Compact and muscular, the then-53-year-old exuded energy, leading day-long patrols with men less than half his age. A father figure, Ivaskiv always seemed to be fixing something and usually did the cooking for the younger troops.
Ivaskiv had grown up in the Soviet Union and once considered America to be his enemy. But when I met him on the front lines in 2015, he practically beamed with pride that an American journalist, and a U.S. military veteran to boot, was willing to risk his life to tell the truth about the war in Ukraine. He called me “America” and had a habit of using his body to shield me from sniper fire. I told him he didn’t have to do that, but Ivaskiv only shook his head dismissively, pointed back and forth between our two chests, and said a single word:
“Friends.”
While I was in Pisky, I befriended a young soldier named Daniel Kasyanenko. He was only 19, but Daniel had an amazing ability to put the war in perspective, and he understood the toll that combat was taking on his young soul.
“I want to go home, just for a bit,” he told me. “Just for a week.”
“Do you get tired of the battles?” I asked.
“Physically, no. Morale, I’m tired. Very tired.”
Daniel and I spent nights around the basement’s dinner table as the artillery thundered and gunfire crackled outside. We traded stories of home, of family, of my time as an Air Force pilot and his time on the front lines. I played the undeserved role of mentor to a younger man who knew more about courage and sacrifice than I ever will. For his part, Daniel had a lot of questions about life in America.
“What is Thanksgiving?” he asked, and: “What are the beaches like in Miami? Do they really wear cowboy hats in Texas?”
Daniel’s dream, he told me, was to go to America. That’s why he studied English so diligently. He liked American rock and rap music and knew the Hollywood action movies by heart, frequently dropping quotes by Schwarzenegger, Willis, and Stallone.
“Get to the chopper,” Daniel would often say in a German accent before going on patrol, quoting Schwarzenegger’s well-known line from the movie “Predator.”

**Work task 1**
In the front-line passage, give the part that opens with the words containing "Compact and muscular, the" and closes with "the younger troops." again, please, swapping "cooking" for "laundry".
**Work task 2**
Say whether each statement agrees with the front-line passage: (a) Daniel Kasyanenko was 19 years old. (b) Ivaskiv grew up in the United States. (c) Daniel said the battles left him physically tired.

**Dataset content**

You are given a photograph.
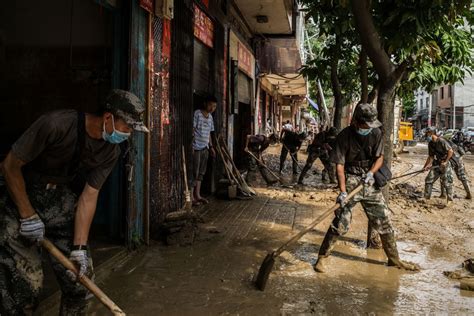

**Exercise result 1**
Compact and muscular, the then-53-year-old exuded energy, leading day-long patrols with men less than half his age. A father figure, Ivaskiv always seemed to be fixing something and usually did the laundry for the younger troops.

**Exercise result 2**
(a) Yes: "He was only 19."
(b) No: "Ivaskiv had grown up in the Soviet Union."
(c) No: "Physically, no."